----- TASK MATERIAL -----

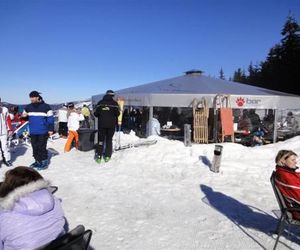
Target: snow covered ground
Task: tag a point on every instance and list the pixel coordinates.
(165, 197)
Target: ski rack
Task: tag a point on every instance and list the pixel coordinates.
(200, 121)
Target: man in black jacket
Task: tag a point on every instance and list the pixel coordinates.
(107, 112)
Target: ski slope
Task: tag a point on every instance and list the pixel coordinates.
(165, 197)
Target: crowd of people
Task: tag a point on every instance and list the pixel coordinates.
(25, 195)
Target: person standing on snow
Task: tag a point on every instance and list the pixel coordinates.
(74, 117)
(5, 131)
(85, 111)
(63, 121)
(107, 112)
(41, 126)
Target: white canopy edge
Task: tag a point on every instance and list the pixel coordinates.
(185, 100)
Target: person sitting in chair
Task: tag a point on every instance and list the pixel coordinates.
(30, 216)
(287, 177)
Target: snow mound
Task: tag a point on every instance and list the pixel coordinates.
(164, 196)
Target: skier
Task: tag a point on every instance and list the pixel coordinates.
(107, 112)
(5, 132)
(41, 126)
(74, 117)
(85, 111)
(62, 121)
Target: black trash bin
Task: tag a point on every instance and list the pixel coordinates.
(86, 139)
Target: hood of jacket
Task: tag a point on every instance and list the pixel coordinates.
(31, 199)
(107, 98)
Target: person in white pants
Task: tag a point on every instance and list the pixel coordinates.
(5, 131)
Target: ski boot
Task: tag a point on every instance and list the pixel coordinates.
(7, 163)
(36, 164)
(106, 158)
(43, 165)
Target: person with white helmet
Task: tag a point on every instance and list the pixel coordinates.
(5, 131)
(63, 121)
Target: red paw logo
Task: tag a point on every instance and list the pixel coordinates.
(240, 101)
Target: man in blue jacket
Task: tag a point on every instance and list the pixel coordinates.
(41, 126)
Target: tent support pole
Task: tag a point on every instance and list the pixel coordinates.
(275, 125)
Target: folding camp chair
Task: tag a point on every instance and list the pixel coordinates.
(77, 239)
(287, 206)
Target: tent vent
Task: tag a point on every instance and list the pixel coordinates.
(193, 72)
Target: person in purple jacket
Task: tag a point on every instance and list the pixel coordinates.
(30, 216)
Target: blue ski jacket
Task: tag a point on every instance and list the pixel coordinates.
(40, 117)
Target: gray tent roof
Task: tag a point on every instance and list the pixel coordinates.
(182, 90)
(199, 84)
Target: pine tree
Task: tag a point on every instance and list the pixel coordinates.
(280, 69)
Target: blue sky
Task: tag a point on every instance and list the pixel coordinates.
(72, 49)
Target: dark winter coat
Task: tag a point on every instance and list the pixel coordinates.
(107, 112)
(288, 182)
(40, 117)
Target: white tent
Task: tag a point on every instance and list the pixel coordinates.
(182, 90)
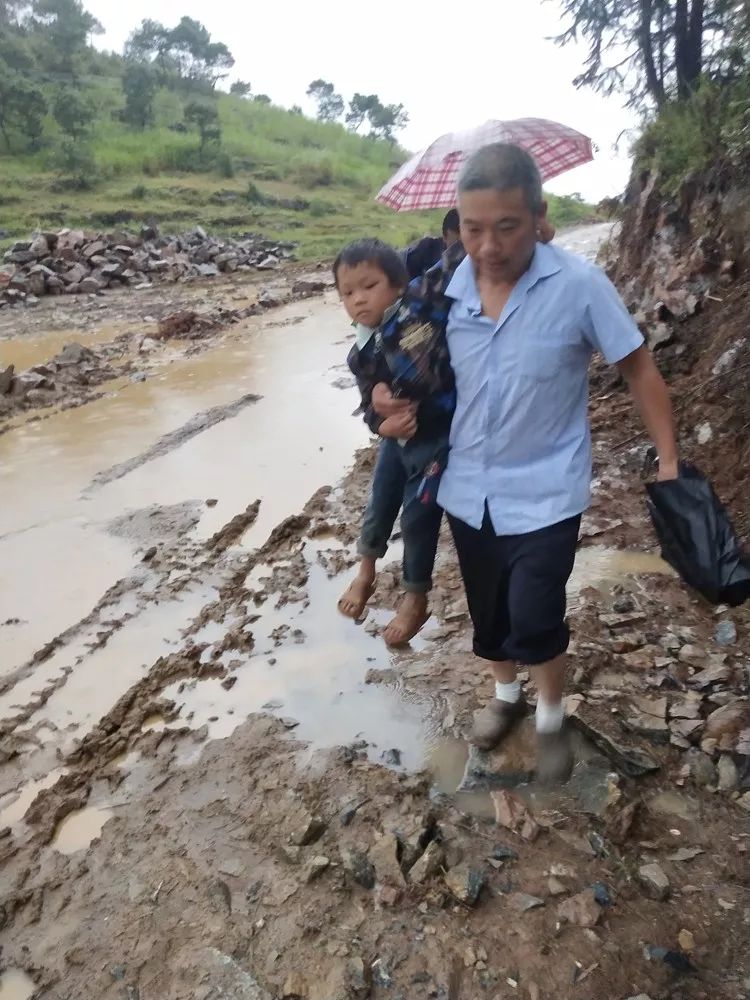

-----

Collect every line above that contains the word "snow" and copy each one out in full. Treat uppercase and lowercase as different.

■ **RESULT OF THE EXERCISE**:
Target: snow covered ground
Target: person standing on snow
Target: snow mound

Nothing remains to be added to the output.